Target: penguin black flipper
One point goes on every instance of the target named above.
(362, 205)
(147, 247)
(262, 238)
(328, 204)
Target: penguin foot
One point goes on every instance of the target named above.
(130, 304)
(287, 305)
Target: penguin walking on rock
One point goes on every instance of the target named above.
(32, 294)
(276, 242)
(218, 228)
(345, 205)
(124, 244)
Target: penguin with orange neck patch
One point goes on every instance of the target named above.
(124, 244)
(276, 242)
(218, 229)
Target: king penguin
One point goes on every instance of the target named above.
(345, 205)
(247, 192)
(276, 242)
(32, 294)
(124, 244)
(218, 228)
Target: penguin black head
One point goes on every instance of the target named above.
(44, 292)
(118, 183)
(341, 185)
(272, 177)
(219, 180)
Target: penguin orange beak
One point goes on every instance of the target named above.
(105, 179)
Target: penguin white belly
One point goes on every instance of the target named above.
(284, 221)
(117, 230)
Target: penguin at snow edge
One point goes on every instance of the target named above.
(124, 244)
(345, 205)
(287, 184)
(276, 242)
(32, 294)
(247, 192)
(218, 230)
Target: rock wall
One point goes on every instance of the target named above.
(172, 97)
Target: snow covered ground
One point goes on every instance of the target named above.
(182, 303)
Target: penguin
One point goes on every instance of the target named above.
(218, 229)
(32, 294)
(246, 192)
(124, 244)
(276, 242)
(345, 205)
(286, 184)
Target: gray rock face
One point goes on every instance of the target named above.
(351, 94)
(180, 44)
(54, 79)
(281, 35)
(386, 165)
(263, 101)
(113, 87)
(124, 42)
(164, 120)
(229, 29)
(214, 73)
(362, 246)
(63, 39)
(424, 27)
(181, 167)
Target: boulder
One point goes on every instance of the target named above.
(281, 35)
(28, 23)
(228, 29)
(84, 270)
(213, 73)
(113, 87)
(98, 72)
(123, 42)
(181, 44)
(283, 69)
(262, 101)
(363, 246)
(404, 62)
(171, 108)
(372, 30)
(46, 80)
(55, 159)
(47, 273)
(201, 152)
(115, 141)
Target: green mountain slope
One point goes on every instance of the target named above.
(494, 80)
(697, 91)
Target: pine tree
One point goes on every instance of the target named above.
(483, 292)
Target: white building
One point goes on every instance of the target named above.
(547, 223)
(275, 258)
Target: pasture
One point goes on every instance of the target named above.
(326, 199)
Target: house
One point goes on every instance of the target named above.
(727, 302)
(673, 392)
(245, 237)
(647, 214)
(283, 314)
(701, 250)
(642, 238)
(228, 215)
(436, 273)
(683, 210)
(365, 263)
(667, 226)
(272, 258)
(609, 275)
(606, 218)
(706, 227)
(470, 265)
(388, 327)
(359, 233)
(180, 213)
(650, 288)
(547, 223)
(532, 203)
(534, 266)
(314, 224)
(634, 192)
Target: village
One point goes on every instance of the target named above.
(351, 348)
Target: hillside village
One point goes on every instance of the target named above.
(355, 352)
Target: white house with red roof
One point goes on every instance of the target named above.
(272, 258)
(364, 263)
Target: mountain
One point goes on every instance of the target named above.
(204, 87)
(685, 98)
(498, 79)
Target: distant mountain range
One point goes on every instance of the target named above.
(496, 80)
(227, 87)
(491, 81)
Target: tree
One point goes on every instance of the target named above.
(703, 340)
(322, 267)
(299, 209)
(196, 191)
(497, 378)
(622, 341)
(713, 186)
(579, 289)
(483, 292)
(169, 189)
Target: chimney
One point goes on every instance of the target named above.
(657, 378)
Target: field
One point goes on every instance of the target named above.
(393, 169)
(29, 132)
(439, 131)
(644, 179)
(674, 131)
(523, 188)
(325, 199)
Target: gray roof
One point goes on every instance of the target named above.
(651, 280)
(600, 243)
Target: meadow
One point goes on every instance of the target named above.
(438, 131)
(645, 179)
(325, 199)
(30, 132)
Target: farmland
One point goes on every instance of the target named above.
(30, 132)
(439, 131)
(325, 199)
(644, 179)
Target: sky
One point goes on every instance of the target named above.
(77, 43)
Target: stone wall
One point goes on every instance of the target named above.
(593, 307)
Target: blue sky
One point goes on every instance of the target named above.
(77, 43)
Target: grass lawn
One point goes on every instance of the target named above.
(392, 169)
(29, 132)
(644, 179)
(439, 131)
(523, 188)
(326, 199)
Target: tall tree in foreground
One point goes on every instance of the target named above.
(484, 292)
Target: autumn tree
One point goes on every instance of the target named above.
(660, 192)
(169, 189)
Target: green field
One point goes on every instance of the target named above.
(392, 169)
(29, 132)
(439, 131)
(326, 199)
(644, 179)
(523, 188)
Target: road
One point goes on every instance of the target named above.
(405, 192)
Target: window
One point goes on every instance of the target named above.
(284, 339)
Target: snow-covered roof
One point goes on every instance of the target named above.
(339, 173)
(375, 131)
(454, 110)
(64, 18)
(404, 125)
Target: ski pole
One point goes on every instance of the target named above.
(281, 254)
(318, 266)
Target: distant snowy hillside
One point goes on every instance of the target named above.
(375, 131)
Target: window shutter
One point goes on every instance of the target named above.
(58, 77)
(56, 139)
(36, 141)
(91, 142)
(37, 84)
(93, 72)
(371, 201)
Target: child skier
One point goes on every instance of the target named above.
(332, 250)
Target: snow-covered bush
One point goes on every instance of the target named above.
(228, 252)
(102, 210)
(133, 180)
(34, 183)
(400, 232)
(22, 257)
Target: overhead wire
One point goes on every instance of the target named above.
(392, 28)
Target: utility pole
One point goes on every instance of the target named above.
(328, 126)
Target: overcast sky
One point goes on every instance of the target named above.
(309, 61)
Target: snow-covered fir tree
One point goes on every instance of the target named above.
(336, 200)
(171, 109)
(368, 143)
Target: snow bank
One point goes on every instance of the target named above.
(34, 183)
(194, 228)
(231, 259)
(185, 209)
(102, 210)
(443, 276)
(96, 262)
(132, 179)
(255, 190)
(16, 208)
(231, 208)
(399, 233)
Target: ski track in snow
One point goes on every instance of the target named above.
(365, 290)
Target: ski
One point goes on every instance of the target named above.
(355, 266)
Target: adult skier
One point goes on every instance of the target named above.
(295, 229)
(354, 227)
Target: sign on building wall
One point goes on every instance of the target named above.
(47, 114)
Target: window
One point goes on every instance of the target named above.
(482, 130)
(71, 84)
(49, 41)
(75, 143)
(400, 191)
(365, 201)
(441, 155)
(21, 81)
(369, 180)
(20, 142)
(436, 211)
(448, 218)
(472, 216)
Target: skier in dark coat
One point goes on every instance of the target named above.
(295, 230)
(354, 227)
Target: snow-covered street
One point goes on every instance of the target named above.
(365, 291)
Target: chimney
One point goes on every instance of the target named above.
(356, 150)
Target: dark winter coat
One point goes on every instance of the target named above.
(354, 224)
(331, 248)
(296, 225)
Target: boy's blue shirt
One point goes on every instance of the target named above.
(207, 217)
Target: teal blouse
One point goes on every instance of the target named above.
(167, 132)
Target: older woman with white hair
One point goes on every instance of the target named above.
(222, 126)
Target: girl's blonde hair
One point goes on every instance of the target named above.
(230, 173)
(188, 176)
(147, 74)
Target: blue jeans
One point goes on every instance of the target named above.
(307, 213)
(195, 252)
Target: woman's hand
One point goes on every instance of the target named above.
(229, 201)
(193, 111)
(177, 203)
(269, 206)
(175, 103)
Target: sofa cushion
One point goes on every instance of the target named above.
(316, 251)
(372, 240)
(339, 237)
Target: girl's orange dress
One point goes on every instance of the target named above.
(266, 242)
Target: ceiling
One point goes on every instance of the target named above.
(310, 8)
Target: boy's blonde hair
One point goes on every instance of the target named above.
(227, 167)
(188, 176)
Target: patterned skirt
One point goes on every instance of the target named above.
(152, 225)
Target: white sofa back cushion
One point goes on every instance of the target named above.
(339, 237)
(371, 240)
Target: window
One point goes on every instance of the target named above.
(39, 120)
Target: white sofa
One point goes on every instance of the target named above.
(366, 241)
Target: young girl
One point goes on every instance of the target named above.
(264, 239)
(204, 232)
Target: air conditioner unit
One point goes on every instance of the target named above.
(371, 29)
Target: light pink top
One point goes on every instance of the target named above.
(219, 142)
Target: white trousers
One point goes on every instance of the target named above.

------------------------------------

Copy out the entries from the line containing "Target: air conditioner unit" through the end of the entries, keeping every line, and shift each coordinate in the answers by -119.

Target: air conditioner unit
One point goes on every instance of the target named above.
(252, -90)
Target: light pink top
One point goes on every instance of the target named above.
(100, 23)
Target: white trousers
One point goes on every instance of the target named above.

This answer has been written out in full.